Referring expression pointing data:
______________________________
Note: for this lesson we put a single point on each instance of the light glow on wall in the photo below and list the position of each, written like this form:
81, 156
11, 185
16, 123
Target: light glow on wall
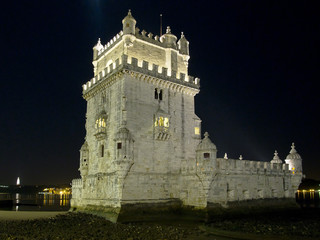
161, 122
______________________________
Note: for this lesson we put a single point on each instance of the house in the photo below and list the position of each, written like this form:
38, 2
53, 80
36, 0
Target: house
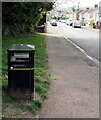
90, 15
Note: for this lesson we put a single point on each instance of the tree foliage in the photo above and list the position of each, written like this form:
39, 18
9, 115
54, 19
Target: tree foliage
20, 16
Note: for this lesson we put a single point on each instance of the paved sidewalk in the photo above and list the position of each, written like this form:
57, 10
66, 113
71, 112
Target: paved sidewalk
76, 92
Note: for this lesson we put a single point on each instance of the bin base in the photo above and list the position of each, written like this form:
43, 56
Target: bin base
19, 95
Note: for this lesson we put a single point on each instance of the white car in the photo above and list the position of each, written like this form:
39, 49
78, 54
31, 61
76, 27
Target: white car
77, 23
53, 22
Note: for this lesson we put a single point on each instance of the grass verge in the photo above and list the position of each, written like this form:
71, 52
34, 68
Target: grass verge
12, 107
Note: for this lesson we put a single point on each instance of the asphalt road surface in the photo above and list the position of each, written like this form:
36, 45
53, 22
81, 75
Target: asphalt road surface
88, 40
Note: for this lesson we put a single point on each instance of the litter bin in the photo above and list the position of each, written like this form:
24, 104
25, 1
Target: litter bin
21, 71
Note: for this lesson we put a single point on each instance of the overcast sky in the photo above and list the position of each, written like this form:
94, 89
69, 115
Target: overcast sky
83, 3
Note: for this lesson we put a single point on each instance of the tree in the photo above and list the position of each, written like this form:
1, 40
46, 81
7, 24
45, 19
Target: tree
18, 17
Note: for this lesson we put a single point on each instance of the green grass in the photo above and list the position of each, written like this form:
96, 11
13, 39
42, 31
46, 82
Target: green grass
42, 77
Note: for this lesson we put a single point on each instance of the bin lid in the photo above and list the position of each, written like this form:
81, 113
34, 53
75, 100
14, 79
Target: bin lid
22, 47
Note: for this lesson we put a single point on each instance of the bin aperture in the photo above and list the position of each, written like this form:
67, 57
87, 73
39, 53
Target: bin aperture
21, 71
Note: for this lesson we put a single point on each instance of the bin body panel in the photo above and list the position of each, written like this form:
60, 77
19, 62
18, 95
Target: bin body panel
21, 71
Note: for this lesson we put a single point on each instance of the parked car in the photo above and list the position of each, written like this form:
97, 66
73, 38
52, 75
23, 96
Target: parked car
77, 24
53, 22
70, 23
______________________________
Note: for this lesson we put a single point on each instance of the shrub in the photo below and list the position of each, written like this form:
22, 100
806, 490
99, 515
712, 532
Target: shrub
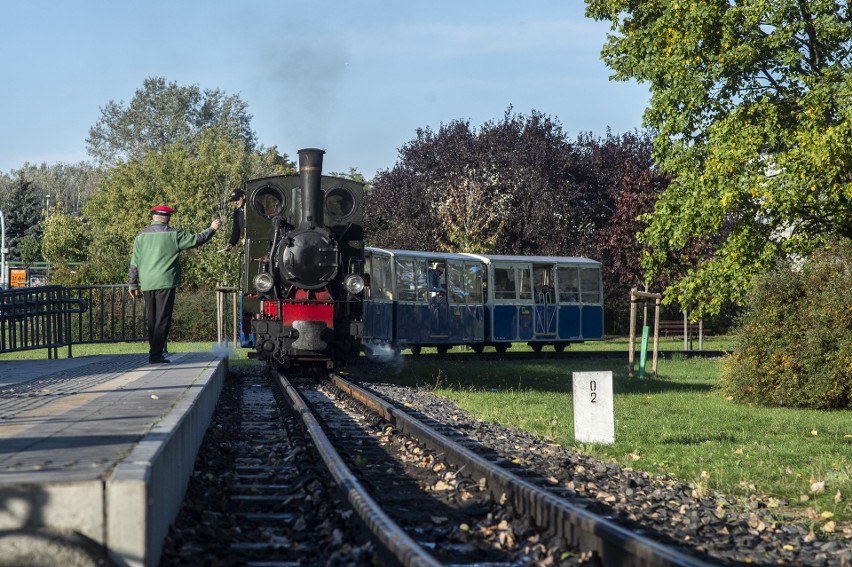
______________________________
● WHAT NEEDS TO BE DONE
Filter the lines above so that only those with the string "shrub" remain, then copy them.

● SOLUTION TO THE PROBLEM
Note: for this lesson we put a single point on each instance of the shrub in the photo below and list the position of each, written like this form:
Target: shrub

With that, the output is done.